▸ **DESCRIPTION OF THE TASK**
Would you print the data below exactly, leaving out every picture?

▸ **GIVEN ENTRIES**
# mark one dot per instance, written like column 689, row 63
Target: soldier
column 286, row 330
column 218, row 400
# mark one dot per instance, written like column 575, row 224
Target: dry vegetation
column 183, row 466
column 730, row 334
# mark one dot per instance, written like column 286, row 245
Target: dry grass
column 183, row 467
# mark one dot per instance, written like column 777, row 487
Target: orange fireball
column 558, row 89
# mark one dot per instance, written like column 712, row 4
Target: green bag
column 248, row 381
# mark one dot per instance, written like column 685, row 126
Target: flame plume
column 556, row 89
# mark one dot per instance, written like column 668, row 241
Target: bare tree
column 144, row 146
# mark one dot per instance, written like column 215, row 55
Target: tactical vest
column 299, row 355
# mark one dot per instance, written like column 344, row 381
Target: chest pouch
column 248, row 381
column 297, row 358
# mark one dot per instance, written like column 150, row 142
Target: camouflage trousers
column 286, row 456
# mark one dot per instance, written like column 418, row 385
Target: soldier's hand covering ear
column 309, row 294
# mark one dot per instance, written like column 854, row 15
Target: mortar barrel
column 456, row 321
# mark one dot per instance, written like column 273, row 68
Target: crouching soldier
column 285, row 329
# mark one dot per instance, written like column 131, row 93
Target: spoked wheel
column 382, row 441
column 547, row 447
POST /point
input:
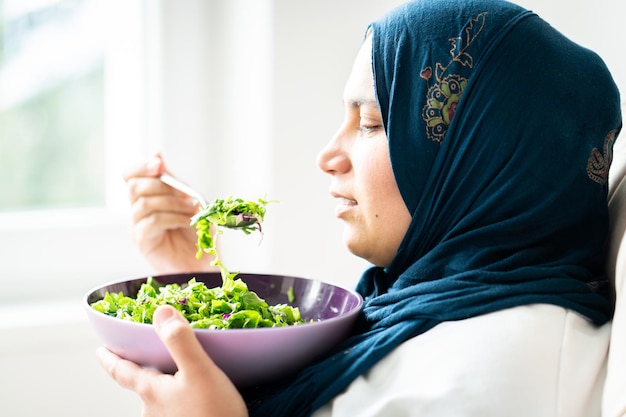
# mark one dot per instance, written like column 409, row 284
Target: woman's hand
column 198, row 389
column 161, row 218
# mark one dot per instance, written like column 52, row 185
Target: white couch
column 614, row 400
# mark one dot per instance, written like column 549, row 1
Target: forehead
column 360, row 85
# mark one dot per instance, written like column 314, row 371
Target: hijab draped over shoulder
column 500, row 136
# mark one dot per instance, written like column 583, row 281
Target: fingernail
column 154, row 165
column 163, row 315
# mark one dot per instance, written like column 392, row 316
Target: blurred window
column 51, row 104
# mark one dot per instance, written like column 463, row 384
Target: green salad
column 230, row 306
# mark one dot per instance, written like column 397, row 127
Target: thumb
column 178, row 337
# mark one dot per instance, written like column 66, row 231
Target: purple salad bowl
column 247, row 356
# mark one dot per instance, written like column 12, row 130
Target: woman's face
column 357, row 159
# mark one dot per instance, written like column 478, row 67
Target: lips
column 344, row 204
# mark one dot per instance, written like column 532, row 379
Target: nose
column 333, row 158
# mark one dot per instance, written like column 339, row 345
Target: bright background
column 238, row 95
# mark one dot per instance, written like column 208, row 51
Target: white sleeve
column 535, row 361
column 614, row 400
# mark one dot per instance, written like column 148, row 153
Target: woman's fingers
column 128, row 374
column 152, row 168
column 181, row 342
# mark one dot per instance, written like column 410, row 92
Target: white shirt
column 531, row 361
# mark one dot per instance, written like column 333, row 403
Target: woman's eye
column 368, row 129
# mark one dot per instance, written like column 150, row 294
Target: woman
column 471, row 171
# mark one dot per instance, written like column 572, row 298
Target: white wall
column 267, row 106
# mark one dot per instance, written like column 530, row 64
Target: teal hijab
column 500, row 134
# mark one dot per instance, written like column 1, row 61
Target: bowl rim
column 353, row 311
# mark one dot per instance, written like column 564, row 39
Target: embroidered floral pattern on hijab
column 443, row 97
column 599, row 163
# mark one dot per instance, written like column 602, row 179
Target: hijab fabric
column 500, row 134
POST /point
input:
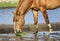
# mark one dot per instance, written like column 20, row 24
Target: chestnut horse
column 36, row 5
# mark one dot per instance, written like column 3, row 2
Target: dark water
column 30, row 37
column 6, row 16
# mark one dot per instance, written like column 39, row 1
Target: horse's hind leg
column 43, row 10
column 25, row 6
column 35, row 14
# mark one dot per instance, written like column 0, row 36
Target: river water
column 6, row 16
column 41, row 36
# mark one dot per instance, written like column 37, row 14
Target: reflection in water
column 30, row 37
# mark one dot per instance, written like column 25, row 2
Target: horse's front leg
column 25, row 6
column 35, row 14
column 45, row 15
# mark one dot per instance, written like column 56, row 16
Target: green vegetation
column 8, row 4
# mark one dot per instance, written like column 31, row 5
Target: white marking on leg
column 50, row 28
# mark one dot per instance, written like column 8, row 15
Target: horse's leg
column 44, row 12
column 25, row 6
column 35, row 14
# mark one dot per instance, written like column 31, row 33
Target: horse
column 35, row 5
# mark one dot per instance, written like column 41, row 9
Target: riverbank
column 8, row 4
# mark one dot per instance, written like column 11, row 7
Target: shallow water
column 6, row 13
column 41, row 36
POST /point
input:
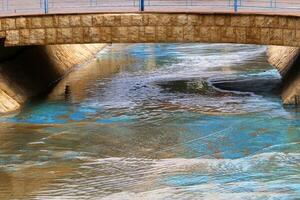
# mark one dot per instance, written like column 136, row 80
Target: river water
column 157, row 121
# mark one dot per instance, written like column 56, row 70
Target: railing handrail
column 58, row 6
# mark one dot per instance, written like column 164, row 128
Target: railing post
column 142, row 5
column 235, row 5
column 46, row 6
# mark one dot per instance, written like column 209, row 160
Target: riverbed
column 157, row 121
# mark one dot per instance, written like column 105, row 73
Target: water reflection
column 156, row 122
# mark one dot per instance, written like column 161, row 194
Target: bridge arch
column 144, row 27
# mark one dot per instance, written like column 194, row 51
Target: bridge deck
column 34, row 7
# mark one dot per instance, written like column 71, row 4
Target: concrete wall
column 151, row 27
column 32, row 71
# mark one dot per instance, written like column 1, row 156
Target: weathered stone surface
column 63, row 21
column 8, row 24
column 36, row 22
column 286, row 60
column 64, row 36
column 78, row 35
column 86, row 20
column 48, row 22
column 37, row 36
column 13, row 37
column 24, row 36
column 22, row 22
column 50, row 36
column 56, row 60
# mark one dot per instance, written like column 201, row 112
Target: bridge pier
column 287, row 61
column 29, row 72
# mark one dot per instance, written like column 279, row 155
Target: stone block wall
column 150, row 28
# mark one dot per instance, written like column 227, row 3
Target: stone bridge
column 151, row 27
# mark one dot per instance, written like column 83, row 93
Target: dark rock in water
column 232, row 87
column 199, row 87
column 185, row 86
column 257, row 86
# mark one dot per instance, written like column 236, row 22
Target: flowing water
column 157, row 121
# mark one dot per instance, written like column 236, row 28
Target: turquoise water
column 189, row 121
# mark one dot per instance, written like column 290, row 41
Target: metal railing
column 20, row 7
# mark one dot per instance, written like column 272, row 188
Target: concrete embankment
column 28, row 72
column 287, row 61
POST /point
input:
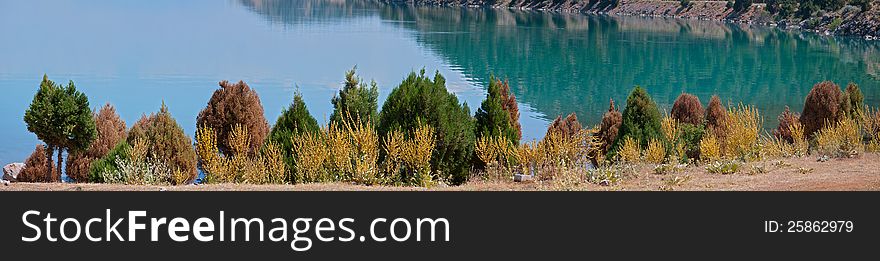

▸ **RESPONSE TO THE EXERCISE**
# mark one dot per instance, written like column 689, row 63
Target: soldier
column 286, row 330
column 218, row 400
# mark one dot per instance, written like column 575, row 224
Target: dry vegetation
column 183, row 466
column 730, row 334
# mark one dot per instance, written like column 286, row 245
Target: dry grass
column 183, row 467
# mark one dot per instance, written like column 777, row 487
Target: orange fireball
column 558, row 89
# mark one dot per instance, written like column 712, row 4
Target: green bag
column 248, row 381
# mark one dot per instance, written like column 685, row 126
Target: flame plume
column 556, row 89
# mark one dot per instance, written like column 668, row 241
Target: bare tree
column 144, row 146
# mark one dot per instance, written like column 215, row 55
Target: tactical vest
column 299, row 355
# mark one dot per instance, written like column 344, row 381
Target: chest pouch
column 248, row 381
column 297, row 358
# mark one dot per instance, written like column 150, row 142
Target: camouflage trousers
column 286, row 456
# mark one dot per instance, written like column 418, row 385
Target: soldier's hand covering ear
column 309, row 294
# mark one dot per instance, written like column 854, row 15
Target: mortar barrel
column 456, row 321
# mark one dot per instance, written like column 273, row 68
Target: crouching soldier
column 285, row 329
# mark one dot per instance, written like column 131, row 93
Target: spoked wheel
column 382, row 441
column 547, row 447
POST /point
input:
# mark one dot per instance, written like column 409, row 284
Target: woman's hand
column 198, row 389
column 161, row 218
# mark one dot per instance, written like column 52, row 185
Target: white couch
column 614, row 400
# mark one dot per instance, written like column 549, row 1
Target: forehead
column 360, row 85
# mark one dot per instance, written like column 314, row 371
Target: hijab draped over shoulder
column 500, row 136
# mark one dot per instance, written like column 583, row 281
Target: fingernail
column 154, row 165
column 163, row 315
# mark one dot per instance, written like column 392, row 316
Target: blurred window
column 51, row 104
# mark one dot per instance, written like column 463, row 384
Target: green salad
column 230, row 306
# mark one dot per instance, written like column 397, row 127
Target: thumb
column 178, row 337
# mark one dot per instance, written like column 66, row 231
Target: purple salad bowl
column 247, row 356
# mark one dot per instance, written like column 12, row 130
Target: woman's face
column 357, row 159
# mark one dot per instance, written like column 478, row 67
Target: lips
column 344, row 204
# mark one dot per instance, written like column 532, row 379
Target: nose
column 333, row 158
# mark one dot per instance, written like column 339, row 345
Target: bright background
column 238, row 95
# mark one dot per instance, written like column 208, row 51
Target: white sleeve
column 535, row 361
column 614, row 400
# mark one dot per instance, written like column 148, row 153
Target: woman's fingers
column 128, row 374
column 152, row 168
column 181, row 342
# mark one dot per instance, written like column 410, row 92
Target: white shirt
column 531, row 361
# mark one dot per instance, written like column 333, row 403
Target: woman's eye
column 368, row 129
# mark one dot per instance, written like column 150, row 294
Target: woman
column 471, row 171
# mark one dot per instance, written like column 572, row 298
Target: white wall
column 267, row 106
# mark one dot per instance, written like column 530, row 64
Target: teal hijab
column 500, row 134
# mark one dot per instance, written like column 1, row 61
Target: bowl rim
column 353, row 311
# mark one dot per instance, written like column 564, row 39
Target: embroidered floral pattern on hijab
column 443, row 97
column 599, row 163
# mark one dot per instance, written like column 602, row 179
Target: hijab fabric
column 500, row 134
POST /point
input:
# mark one dot per instance, written like column 20, row 24
Target: chestnut horse
column 36, row 5
# mark one dot per instance, written like column 3, row 2
Target: dark water
column 30, row 37
column 6, row 16
# mark one dot per instance, written like column 39, row 1
Target: horse's hind leg
column 43, row 10
column 25, row 6
column 35, row 14
# mark one dot per instance, written like column 0, row 36
Target: river water
column 6, row 16
column 41, row 36
# mark one dot per instance, written like column 37, row 14
Target: reflection in water
column 30, row 37
# mark one dot per instance, written like column 25, row 2
Target: horse's front leg
column 25, row 6
column 35, row 14
column 45, row 15
# mark one dot per instance, written like column 56, row 16
Target: green vegetation
column 8, row 4
# mark one dot per instance, written like column 31, row 5
Target: white marking on leg
column 50, row 28
# mark one dot per instance, written like column 8, row 15
Target: horse's leg
column 44, row 12
column 25, row 6
column 35, row 14
# mark one dot per instance, written like column 31, row 33
Target: horse
column 35, row 5
# mark one dot per instance, written like column 41, row 9
Target: riverbank
column 8, row 4
# mark one dot per instance, written like column 11, row 7
Target: shallow water
column 6, row 13
column 41, row 36
POST /point
input:
# mark one dot per instance, written like column 136, row 80
Target: river water
column 157, row 121
# mark one dot per instance, written like column 56, row 70
Target: railing handrail
column 58, row 6
# mark one dot per instance, written like column 164, row 128
Target: railing post
column 142, row 5
column 235, row 5
column 46, row 6
# mark one dot per instance, written like column 209, row 160
Target: riverbed
column 157, row 121
# mark one dot per instance, written like column 105, row 73
Target: water reflection
column 156, row 122
# mark one dot per instance, written like column 161, row 194
Target: bridge arch
column 144, row 27
# mark one dot per instance, written like column 194, row 51
Target: bridge deck
column 34, row 7
# mark one dot per instance, written like column 71, row 4
Target: concrete wall
column 151, row 27
column 32, row 71
# mark one dot per instance, written like column 1, row 156
Target: weathered stone surface
column 63, row 21
column 8, row 24
column 36, row 22
column 286, row 60
column 64, row 36
column 78, row 35
column 86, row 20
column 48, row 22
column 37, row 36
column 13, row 37
column 24, row 36
column 22, row 22
column 50, row 36
column 56, row 60
# mark one dot per instance, written like column 201, row 112
Target: bridge pier
column 287, row 61
column 29, row 72
# mark one dot per instance, written like column 279, row 155
Target: stone block wall
column 150, row 28
# mark one dot per instance, written like column 227, row 3
Target: stone bridge
column 151, row 27
# mark one dot per instance, written like column 83, row 93
Target: dark rock in water
column 232, row 87
column 199, row 87
column 185, row 86
column 257, row 86
# mark one dot per instance, written like column 236, row 22
Target: flowing water
column 157, row 121
# mark one dot per instance, written like column 236, row 28
Target: turquoise water
column 189, row 121
# mark one dot per instance, written like column 290, row 41
Target: metal railing
column 20, row 7
# mark one dot per instance, written like column 272, row 188
Target: concrete embankment
column 28, row 72
column 287, row 61
POST /point
input:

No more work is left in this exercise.